▶ **Task instructions**:
An exact copy of every record is the expected answer.

▶ **Working data**:
┌──

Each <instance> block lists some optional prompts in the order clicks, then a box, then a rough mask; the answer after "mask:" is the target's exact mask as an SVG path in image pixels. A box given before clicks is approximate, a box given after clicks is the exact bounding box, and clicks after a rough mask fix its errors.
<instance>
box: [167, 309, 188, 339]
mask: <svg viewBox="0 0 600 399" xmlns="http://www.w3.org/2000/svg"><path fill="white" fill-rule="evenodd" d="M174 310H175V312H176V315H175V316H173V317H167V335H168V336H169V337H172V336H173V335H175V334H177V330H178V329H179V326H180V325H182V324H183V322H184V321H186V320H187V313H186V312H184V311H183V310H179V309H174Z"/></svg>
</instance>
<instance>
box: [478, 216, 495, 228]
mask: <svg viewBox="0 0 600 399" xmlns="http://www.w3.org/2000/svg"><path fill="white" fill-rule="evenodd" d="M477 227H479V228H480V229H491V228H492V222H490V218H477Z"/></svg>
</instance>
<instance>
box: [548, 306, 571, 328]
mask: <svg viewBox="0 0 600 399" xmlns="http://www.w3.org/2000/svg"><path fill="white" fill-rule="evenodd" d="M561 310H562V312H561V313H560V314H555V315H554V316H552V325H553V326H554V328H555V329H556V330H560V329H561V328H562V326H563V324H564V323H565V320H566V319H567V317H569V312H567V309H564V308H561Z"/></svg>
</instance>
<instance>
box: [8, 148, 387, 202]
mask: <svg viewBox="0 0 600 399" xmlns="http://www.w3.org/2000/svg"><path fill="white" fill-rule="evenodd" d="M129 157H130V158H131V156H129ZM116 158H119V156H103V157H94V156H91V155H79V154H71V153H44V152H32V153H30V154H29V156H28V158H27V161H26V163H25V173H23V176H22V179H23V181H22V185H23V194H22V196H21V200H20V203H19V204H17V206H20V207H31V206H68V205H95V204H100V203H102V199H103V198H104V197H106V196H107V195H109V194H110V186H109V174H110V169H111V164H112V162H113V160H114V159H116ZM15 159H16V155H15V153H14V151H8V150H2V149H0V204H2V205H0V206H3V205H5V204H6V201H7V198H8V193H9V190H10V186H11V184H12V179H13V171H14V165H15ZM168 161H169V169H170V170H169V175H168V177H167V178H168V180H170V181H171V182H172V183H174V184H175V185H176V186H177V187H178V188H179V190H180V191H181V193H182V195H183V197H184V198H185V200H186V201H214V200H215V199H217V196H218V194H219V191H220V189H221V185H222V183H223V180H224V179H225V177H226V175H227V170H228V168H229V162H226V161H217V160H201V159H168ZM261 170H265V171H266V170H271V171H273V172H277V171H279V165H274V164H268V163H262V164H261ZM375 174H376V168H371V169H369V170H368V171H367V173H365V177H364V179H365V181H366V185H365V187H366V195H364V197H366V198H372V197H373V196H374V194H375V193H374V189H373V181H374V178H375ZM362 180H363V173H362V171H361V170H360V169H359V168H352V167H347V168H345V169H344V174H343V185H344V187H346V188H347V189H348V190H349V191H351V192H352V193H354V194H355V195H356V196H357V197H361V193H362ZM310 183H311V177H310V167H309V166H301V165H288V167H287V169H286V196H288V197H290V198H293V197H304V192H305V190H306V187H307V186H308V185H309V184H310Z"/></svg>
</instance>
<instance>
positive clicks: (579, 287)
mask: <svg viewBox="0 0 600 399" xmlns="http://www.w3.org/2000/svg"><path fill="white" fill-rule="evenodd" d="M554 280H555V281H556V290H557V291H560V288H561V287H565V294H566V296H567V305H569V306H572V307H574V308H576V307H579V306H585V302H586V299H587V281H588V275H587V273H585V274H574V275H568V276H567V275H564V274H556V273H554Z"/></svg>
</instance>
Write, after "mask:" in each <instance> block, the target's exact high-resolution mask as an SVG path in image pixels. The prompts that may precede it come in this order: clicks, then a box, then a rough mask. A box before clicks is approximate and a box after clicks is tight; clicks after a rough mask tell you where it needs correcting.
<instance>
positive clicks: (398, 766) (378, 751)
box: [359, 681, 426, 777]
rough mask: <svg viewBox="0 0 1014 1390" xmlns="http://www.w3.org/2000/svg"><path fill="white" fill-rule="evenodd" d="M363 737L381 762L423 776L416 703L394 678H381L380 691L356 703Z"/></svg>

└──

▶ **Task answer**:
Each <instance> block lists some optional prompts in the order clicks, then a box, then a rough mask; the answer after "mask:" is the target's exact mask as an SVG path in image pixels. A box given before clicks is approximate, a box given after clicks is the exact bounding box, and clicks after a rough mask fix its errors.
<instance>
box: [167, 309, 188, 339]
mask: <svg viewBox="0 0 600 399" xmlns="http://www.w3.org/2000/svg"><path fill="white" fill-rule="evenodd" d="M174 310H175V312H176V315H175V316H173V317H167V335H168V336H169V337H172V336H173V335H175V334H177V330H178V329H179V326H180V325H182V324H183V322H184V321H186V320H187V313H186V312H184V311H183V310H179V309H174Z"/></svg>
</instance>
<instance>
box: [478, 216, 495, 228]
mask: <svg viewBox="0 0 600 399" xmlns="http://www.w3.org/2000/svg"><path fill="white" fill-rule="evenodd" d="M477 227H479V228H480V229H491V228H492V222H490V218H477Z"/></svg>
</instance>
<instance>
box: [548, 306, 571, 328]
mask: <svg viewBox="0 0 600 399" xmlns="http://www.w3.org/2000/svg"><path fill="white" fill-rule="evenodd" d="M561 310H562V312H561V313H560V314H555V315H554V316H552V325H553V326H554V328H555V329H556V330H560V329H561V328H562V326H563V324H564V323H565V320H566V319H567V317H569V312H567V309H564V308H561Z"/></svg>
</instance>
<instance>
box: [8, 148, 387, 202]
mask: <svg viewBox="0 0 600 399" xmlns="http://www.w3.org/2000/svg"><path fill="white" fill-rule="evenodd" d="M129 157H130V158H131V156H129ZM116 158H119V156H103V157H94V156H91V155H79V154H71V153H44V152H32V153H30V154H29V156H28V158H27V161H26V163H25V173H23V176H22V179H23V181H22V185H23V194H22V196H21V200H20V203H19V204H17V206H20V207H31V206H68V205H95V204H100V203H102V199H103V198H104V197H106V196H107V195H109V194H110V186H109V174H110V169H111V164H112V162H113V160H114V159H116ZM15 159H16V155H15V153H14V151H8V150H2V149H0V204H2V205H0V206H3V205H5V204H6V201H7V198H8V193H9V190H10V186H11V184H12V179H13V171H14V165H15ZM168 161H169V169H170V170H169V175H168V177H167V178H168V180H170V181H171V182H172V183H174V184H175V185H176V186H177V187H178V188H179V190H180V191H181V193H182V195H183V197H184V198H185V200H186V201H214V200H215V199H217V196H218V194H219V191H220V189H221V185H222V183H223V180H224V179H225V177H226V175H227V170H228V168H229V162H226V161H217V160H201V159H168ZM261 170H265V171H266V170H271V171H273V172H277V171H279V165H274V164H268V163H262V164H261ZM375 174H376V168H371V169H369V170H368V171H367V173H365V177H364V179H365V181H366V185H365V187H366V195H364V197H366V198H372V197H373V196H374V194H375V193H374V189H373V181H374V178H375ZM362 180H363V173H362V171H361V170H360V169H359V168H352V167H347V168H345V169H344V174H343V185H344V187H346V188H347V189H348V190H349V191H351V192H352V193H354V194H355V195H356V196H357V197H361V193H362ZM310 183H311V177H310V167H309V166H301V165H288V167H287V169H286V196H288V197H290V198H293V197H304V192H305V190H306V187H307V186H308V185H309V184H310Z"/></svg>
</instance>
<instance>
positive clicks: (579, 287)
mask: <svg viewBox="0 0 600 399" xmlns="http://www.w3.org/2000/svg"><path fill="white" fill-rule="evenodd" d="M554 280H555V281H556V290H557V291H560V288H561V287H565V294H566V296H567V305H569V306H572V307H574V308H576V307H579V306H585V302H586V299H587V281H588V275H587V273H585V274H574V275H568V276H567V275H564V274H556V273H554Z"/></svg>
</instance>
Write, after "mask:" in each <instance> block, the target's exact high-resolution mask as an SVG path in image pixels. The prompts that may precede it come in this order: clicks, then a box, then a rough mask. A box before clicks is approximate and a box after clicks is tight; clicks after a rough mask tell you where it needs correcting.
<instance>
positive clicks: (398, 766) (378, 751)
box: [359, 681, 426, 777]
rough mask: <svg viewBox="0 0 1014 1390" xmlns="http://www.w3.org/2000/svg"><path fill="white" fill-rule="evenodd" d="M363 737L381 762L423 776L416 703L394 678H381L380 691L356 703Z"/></svg>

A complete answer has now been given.